EE: OK, my name is Edward Elliot and I'm a farmer, teacher here at Lincoln
High School when it was open. And I taught here from 1956 through 1965. At
the time while I was here, I was a head basketball coach, science teacher, and a
football offensive coordinator. We had a lot of success while I was here and I
left here and moved on to bigger and better things. I went back to job corps
(inaudible) from there to Austin School District (inaudible) five or six years ago,
after thirty years of teaching, I became a school administrator there.
MG: OK, all right. What is your favorite memory of school here in College
Station?
EE: Well, my favorite memory is that it was a community that was together
and I found out it was a very successful group of people. When I look back over
the years, I see that through all the kids, that our records show that they're
successful. They went from everything from ministers to executives in
companies and that's a good feeling when you see people being successful.
Teachers, all over the state right now, teachers in Houston, Dallas, all over and
that makes you feel good that you were part of something that kids had a lot of
sense in.
MG: OK. When you were teaching here, what was the mode of transportation
on how the children would get to a place with?
EE: Basically, it was walking to school basically.
MG: Kind of neighborhood.
EE: Kind of neighborhood type situation because we had kids that had to
cross 6 over there. They got over here. I never really knew how they got here,
but they were here because they loved to come to school.

####################

**Given request 1**
Reproduce the interview transcript above word for word.

**Available records**
####################

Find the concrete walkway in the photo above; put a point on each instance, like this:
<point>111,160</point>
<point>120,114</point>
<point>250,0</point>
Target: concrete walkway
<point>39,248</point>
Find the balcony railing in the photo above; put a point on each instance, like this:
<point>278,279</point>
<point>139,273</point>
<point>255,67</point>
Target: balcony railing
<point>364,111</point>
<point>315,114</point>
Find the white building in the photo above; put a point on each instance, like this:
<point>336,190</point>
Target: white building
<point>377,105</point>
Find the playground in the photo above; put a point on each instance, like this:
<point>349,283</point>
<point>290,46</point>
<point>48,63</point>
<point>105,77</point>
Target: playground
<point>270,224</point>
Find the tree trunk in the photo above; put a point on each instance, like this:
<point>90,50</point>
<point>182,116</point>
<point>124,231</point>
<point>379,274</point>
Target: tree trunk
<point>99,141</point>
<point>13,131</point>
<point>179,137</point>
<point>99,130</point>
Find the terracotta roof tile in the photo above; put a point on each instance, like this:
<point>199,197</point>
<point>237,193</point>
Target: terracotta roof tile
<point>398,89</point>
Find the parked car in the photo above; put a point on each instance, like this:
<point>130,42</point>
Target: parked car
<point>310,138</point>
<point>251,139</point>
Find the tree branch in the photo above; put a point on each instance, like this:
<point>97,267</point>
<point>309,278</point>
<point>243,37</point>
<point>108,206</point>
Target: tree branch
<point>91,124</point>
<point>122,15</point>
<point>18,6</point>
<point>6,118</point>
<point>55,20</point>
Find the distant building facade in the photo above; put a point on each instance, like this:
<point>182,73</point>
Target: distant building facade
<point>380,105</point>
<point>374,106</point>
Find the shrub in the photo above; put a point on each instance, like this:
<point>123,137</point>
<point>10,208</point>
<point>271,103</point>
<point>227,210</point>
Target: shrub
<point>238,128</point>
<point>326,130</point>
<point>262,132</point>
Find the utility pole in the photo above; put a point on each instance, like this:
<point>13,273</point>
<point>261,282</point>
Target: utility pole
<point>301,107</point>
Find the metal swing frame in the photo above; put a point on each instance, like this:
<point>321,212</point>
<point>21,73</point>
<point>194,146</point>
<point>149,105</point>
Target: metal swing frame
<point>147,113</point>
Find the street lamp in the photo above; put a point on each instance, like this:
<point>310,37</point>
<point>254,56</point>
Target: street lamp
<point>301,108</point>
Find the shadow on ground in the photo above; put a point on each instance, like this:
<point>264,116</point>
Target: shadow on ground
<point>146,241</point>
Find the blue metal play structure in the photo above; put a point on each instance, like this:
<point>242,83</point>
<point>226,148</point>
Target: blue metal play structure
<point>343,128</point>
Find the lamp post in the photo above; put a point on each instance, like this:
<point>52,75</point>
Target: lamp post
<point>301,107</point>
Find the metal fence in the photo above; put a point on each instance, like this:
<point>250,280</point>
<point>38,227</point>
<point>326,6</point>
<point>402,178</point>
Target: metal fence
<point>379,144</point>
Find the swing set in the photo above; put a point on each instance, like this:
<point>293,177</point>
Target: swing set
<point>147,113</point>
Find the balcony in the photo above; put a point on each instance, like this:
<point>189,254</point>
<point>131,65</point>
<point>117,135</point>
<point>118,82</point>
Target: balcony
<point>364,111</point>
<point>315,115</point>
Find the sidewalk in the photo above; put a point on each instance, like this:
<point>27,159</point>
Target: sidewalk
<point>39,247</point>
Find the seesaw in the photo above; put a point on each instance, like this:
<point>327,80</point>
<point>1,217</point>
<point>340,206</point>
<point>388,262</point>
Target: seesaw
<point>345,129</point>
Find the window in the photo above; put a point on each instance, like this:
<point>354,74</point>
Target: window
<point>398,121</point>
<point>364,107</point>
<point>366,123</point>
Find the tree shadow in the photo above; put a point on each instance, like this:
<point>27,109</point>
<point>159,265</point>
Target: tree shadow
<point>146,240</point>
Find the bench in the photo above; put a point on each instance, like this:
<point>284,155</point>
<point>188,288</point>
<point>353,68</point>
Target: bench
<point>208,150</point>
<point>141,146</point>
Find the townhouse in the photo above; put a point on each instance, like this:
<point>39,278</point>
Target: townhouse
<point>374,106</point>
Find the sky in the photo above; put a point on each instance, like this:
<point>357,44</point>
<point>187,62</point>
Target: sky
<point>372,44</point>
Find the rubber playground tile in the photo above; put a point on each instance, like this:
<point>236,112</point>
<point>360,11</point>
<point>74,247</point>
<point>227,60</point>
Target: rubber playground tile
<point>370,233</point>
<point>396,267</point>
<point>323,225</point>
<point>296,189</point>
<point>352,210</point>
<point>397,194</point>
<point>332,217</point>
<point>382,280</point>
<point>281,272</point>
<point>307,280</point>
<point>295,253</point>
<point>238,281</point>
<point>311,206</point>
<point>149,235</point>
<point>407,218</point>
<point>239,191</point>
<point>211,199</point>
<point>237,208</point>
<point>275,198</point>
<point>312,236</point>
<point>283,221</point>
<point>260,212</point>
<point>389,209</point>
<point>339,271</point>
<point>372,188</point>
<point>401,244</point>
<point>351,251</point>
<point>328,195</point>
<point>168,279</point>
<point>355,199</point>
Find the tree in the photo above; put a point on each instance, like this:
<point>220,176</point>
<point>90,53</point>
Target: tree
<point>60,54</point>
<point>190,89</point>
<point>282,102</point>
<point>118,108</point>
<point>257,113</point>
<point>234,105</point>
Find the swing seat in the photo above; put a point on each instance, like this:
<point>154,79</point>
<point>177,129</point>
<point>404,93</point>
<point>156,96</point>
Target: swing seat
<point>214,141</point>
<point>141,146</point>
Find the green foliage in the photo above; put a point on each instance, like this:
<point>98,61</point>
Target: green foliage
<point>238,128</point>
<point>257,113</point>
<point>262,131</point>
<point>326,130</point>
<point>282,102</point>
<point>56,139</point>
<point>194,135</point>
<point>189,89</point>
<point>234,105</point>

####################

**Given request 2**
Take the rows starting at the line that contains "Find the sky" and ending at the line that contains "<point>372,44</point>", and substitute "cloud" for "sky" throughout. Output only those lines, with everything else left unchanged.

**Solution 1**
EE: OK, my name is Edward Elliot and I'm a farmer, teacher here at Lincoln
High School when it was open. And I taught here from 1956 through 1965. At
the time while I was here, I was a head basketball coach, science teacher, and a
football offensive coordinator. We had a lot of success while I was here and I
left here and moved on to bigger and better things. I went back to job corps
(inaudible) from there to Austin School District (inaudible) five or six years ago,
after thirty years of teaching, I became a school administrator there.
MG: OK, all right. What is your favorite memory of school here in College
Station?
EE: Well, my favorite memory is that it was a community that was together
and I found out it was a very successful group of people. When I look back over
the years, I see that through all the kids, that our records show that they're
successful. They went from everything from ministers to executives in
companies and that's a good feeling when you see people being successful.
Teachers, all over the state right now, teachers in Houston, Dallas, all over and
that makes you feel good that you were part of something that kids had a lot of
sense in.
MG: OK. When you were teaching here, what was the mode of transportation
on how the children would get to a place with?
EE: Basically, it was walking to school basically.
MG: Kind of neighborhood.
EE: Kind of neighborhood type situation because we had kids that had to
cross 6 over there. They got over here. I never really knew how they got here,
but they were here because they loved to come to school.

**Solution 2**
Find the cloud in the photo above; put a point on each instance, like this:
<point>357,44</point>
<point>187,62</point>
Target: cloud
<point>372,44</point>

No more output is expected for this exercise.